» **WHAT TO PRODUCE**
Set down, word for word, the stretch of lines from the one containing "white t-shirt and record the pixel coordinates." to the end of the records below.

» **GIVEN INFORMATION**
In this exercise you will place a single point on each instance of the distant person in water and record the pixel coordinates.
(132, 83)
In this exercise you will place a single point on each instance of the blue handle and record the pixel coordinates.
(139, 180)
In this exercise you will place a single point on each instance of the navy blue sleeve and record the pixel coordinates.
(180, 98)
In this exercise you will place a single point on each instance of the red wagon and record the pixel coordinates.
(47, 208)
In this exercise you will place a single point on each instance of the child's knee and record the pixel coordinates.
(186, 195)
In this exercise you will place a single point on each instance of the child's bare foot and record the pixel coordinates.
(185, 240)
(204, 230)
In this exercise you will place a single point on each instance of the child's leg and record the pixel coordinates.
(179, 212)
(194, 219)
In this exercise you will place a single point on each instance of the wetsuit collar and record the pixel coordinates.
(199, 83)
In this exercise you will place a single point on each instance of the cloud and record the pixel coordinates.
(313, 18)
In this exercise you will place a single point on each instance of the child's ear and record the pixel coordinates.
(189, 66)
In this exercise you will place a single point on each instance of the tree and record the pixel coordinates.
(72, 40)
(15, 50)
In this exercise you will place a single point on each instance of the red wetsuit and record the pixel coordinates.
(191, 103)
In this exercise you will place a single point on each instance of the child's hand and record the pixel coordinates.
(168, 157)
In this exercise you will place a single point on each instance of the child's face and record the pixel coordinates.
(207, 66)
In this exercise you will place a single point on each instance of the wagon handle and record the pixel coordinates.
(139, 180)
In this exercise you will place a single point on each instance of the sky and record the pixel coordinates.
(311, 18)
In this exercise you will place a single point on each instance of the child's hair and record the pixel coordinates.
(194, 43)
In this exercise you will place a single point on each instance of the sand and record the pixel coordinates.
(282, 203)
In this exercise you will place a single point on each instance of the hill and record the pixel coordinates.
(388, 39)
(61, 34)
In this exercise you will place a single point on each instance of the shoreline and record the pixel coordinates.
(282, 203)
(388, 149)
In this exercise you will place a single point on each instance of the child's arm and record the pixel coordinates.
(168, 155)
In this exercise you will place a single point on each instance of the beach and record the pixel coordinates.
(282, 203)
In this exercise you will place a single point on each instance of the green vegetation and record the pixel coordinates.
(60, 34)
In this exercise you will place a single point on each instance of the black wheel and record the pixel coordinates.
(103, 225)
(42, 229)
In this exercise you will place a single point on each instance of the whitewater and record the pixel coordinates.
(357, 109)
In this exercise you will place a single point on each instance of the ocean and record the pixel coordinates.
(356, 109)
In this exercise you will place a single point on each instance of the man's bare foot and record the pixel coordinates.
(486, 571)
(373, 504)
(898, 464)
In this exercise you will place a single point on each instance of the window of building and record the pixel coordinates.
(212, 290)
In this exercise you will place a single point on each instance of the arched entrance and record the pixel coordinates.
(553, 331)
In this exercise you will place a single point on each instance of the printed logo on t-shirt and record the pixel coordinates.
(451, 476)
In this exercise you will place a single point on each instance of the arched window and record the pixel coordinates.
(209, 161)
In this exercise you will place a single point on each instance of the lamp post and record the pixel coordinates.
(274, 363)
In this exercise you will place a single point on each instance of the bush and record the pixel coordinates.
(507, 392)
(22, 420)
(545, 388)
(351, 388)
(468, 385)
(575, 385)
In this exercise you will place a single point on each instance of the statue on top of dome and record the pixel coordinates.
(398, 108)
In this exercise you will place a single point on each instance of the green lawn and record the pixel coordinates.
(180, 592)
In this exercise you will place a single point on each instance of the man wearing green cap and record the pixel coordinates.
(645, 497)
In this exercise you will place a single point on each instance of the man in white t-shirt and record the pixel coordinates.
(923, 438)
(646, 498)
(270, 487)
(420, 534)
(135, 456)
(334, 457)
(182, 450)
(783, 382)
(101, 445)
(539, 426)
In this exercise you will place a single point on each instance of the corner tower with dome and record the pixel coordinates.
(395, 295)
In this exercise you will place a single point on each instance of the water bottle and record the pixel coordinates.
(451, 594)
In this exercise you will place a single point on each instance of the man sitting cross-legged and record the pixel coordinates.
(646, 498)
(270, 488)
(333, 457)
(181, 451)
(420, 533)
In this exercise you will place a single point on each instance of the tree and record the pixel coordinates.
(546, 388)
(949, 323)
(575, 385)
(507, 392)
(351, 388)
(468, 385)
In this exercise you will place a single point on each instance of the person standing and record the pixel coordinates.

» **RESPONSE TO THIS TASK**
In this exercise you will place a single point on each instance of the man in white t-shirt and record the pixel coordinates.
(923, 438)
(646, 498)
(270, 487)
(420, 534)
(135, 456)
(334, 457)
(182, 450)
(783, 382)
(101, 445)
(539, 426)
In this exercise you will place a single point on each instance of the corner tower with dome and record the pixel coordinates.
(395, 295)
In this exercise you will place a single point on each instance of the water bottle and record the pixel coordinates.
(451, 594)
In this exercise you will place a single point on each instance of the man sitting cross-legged and record the pixel coordinates.
(646, 498)
(270, 488)
(333, 457)
(181, 451)
(420, 533)
In this exercise you will place a single point on each instance of the tree and record the pixel coordinates.
(546, 388)
(949, 323)
(575, 385)
(507, 392)
(351, 388)
(468, 385)
In this exercise you will place a single point on each instance of the person standing and record the pixel coordinates.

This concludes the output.